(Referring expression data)
****************

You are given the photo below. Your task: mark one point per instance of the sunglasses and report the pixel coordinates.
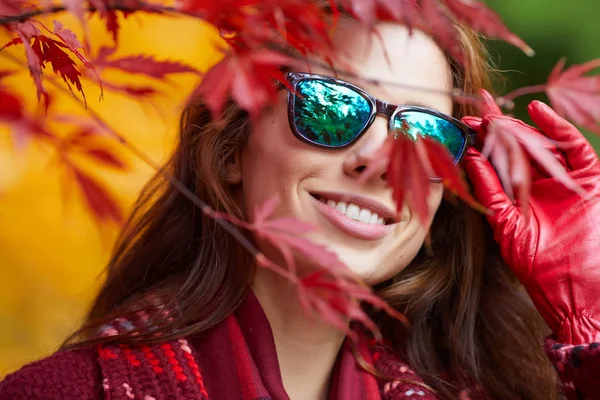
(330, 113)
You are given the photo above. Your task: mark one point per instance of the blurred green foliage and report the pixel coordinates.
(554, 29)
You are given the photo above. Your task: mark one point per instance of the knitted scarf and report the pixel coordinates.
(237, 360)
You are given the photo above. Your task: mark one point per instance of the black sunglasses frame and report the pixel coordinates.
(378, 107)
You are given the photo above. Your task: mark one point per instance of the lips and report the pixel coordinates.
(357, 216)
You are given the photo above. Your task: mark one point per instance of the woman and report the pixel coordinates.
(238, 332)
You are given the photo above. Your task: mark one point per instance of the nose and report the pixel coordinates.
(364, 152)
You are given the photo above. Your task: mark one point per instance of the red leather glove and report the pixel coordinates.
(555, 253)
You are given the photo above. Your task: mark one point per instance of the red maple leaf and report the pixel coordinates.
(140, 64)
(576, 96)
(13, 113)
(44, 50)
(102, 204)
(442, 164)
(248, 78)
(517, 151)
(84, 140)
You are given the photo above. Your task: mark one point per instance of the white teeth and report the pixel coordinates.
(341, 207)
(364, 216)
(354, 212)
(373, 219)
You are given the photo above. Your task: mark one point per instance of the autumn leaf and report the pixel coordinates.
(12, 7)
(140, 64)
(103, 206)
(13, 113)
(286, 235)
(574, 95)
(442, 164)
(481, 19)
(47, 50)
(248, 78)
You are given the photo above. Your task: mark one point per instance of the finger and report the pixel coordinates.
(488, 105)
(487, 187)
(476, 124)
(578, 151)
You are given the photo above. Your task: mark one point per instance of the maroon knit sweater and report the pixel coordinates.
(237, 360)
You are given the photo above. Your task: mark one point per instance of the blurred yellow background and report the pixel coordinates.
(52, 251)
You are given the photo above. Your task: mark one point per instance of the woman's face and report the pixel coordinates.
(275, 162)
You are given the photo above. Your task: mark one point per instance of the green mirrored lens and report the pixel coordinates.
(328, 113)
(428, 125)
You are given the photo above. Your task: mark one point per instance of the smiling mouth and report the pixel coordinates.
(355, 212)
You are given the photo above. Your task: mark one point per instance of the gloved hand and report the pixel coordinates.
(555, 252)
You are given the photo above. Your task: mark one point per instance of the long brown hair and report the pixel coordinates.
(471, 323)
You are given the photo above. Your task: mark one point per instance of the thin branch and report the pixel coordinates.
(523, 91)
(178, 185)
(5, 20)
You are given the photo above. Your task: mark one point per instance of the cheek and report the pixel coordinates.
(409, 240)
(274, 163)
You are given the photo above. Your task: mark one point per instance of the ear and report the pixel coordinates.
(233, 173)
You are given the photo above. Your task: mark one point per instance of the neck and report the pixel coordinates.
(307, 347)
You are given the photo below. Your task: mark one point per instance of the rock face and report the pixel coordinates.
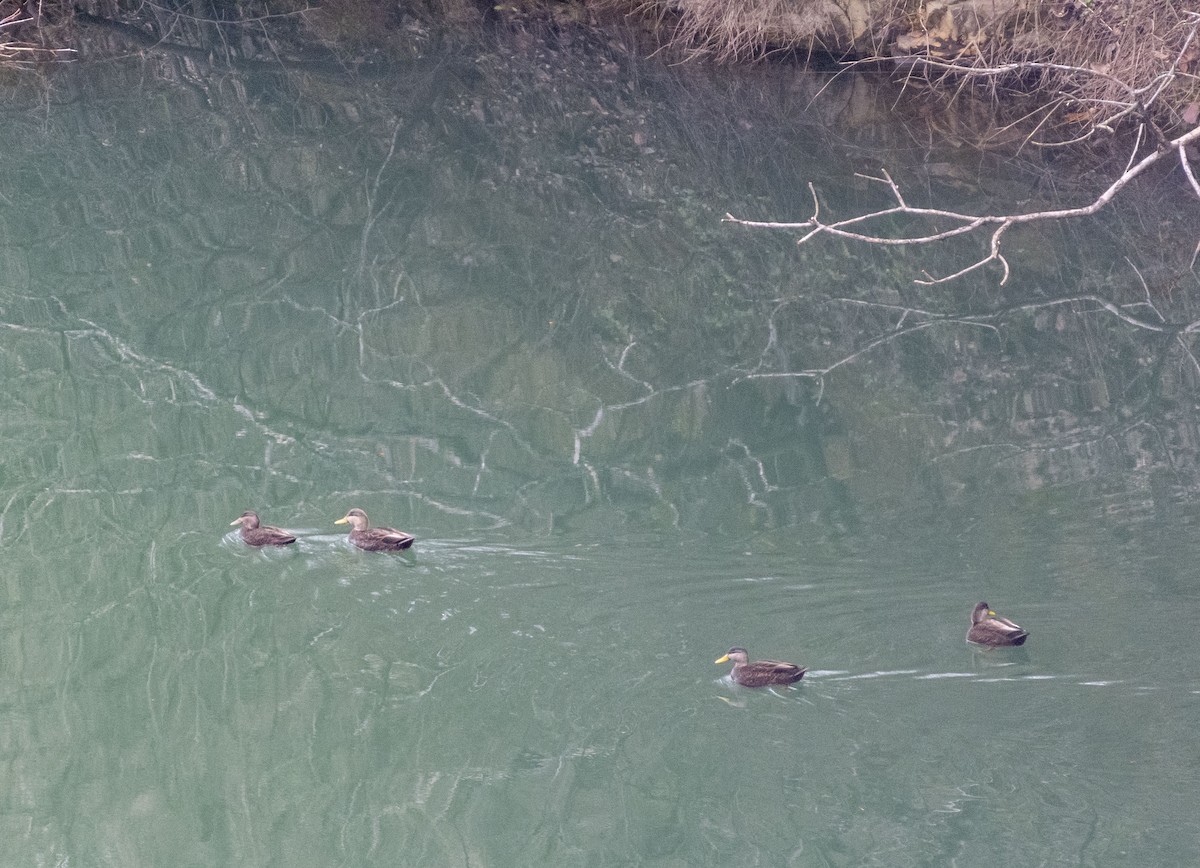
(951, 25)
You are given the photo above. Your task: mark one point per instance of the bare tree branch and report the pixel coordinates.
(967, 223)
(1134, 103)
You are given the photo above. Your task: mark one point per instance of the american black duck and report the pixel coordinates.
(375, 538)
(760, 672)
(253, 533)
(988, 628)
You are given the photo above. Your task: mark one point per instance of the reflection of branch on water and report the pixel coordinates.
(987, 321)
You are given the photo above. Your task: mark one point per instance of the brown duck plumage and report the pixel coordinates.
(760, 672)
(375, 538)
(253, 533)
(988, 628)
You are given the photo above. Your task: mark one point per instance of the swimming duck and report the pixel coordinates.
(988, 628)
(760, 672)
(375, 538)
(252, 533)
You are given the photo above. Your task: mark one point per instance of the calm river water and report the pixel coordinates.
(508, 319)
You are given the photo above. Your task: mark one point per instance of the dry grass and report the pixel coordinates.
(731, 31)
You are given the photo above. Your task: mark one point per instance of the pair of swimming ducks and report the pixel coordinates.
(253, 532)
(987, 628)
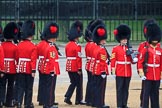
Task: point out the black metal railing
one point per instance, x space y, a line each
113 12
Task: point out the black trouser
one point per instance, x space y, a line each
151 89
40 89
2 89
25 87
88 96
10 82
49 89
93 89
76 80
99 92
141 95
122 86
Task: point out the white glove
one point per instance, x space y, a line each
114 76
143 78
103 76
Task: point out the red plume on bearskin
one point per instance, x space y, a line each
101 32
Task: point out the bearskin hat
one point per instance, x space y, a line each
153 32
122 32
76 30
51 30
28 29
87 35
146 23
18 37
99 33
11 30
1 33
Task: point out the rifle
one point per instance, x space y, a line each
57 48
145 60
108 55
132 53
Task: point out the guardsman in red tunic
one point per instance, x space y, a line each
142 46
74 64
101 65
1 34
40 49
49 66
89 49
88 38
10 32
26 65
121 64
150 66
2 78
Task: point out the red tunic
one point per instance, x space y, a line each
154 67
40 49
88 56
26 57
50 60
121 62
92 54
73 56
1 59
101 59
9 49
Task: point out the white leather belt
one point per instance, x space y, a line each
88 58
97 61
24 59
41 57
120 62
56 60
9 59
153 65
93 58
71 58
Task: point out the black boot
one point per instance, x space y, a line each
18 105
66 100
1 104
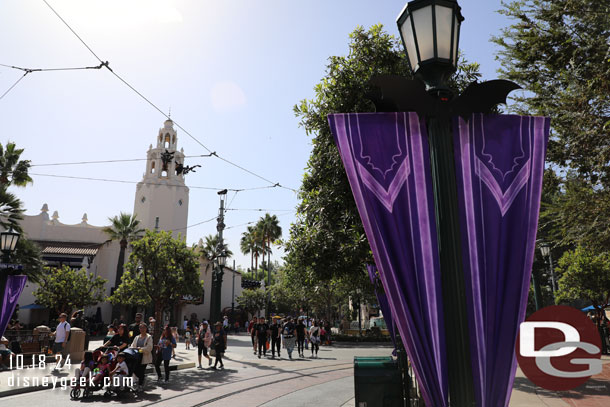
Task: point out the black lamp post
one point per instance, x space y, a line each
8 243
430 33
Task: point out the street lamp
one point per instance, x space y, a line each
8 243
545 250
430 32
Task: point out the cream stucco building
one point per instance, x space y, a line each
161 203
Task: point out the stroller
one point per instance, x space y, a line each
95 365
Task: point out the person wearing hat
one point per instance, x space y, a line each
62 335
134 329
204 340
121 370
219 339
143 343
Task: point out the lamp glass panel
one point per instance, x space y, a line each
424 31
409 39
4 241
456 33
444 16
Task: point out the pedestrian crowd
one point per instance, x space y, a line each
286 333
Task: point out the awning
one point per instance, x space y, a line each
69 248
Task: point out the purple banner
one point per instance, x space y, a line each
384 304
13 288
387 161
499 167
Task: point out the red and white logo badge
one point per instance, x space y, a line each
559 348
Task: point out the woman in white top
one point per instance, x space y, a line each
314 338
143 343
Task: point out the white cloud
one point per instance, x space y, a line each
227 95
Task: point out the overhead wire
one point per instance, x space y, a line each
106 64
110 161
13 85
148 183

****************

Activity. Every line above from the line with "Task: point out the red plume on bearskin" to the line with "Task: point out the guardsman in red tunic", both included, must be reproduced exactly, and no other line may appear.

Solved exercise.
Task: point out the red plume on bearskin
one point per instance, x space y, a line each
101 32
Task: point out the bearskin hat
one point per instance, x space y, a line each
153 32
122 32
76 30
51 30
28 29
87 35
146 23
18 37
99 33
11 30
1 33
Task: point out the rifle
one point per instance, x space y, a line each
57 48
145 60
108 55
132 53
Task: point out the guardsman in red tunic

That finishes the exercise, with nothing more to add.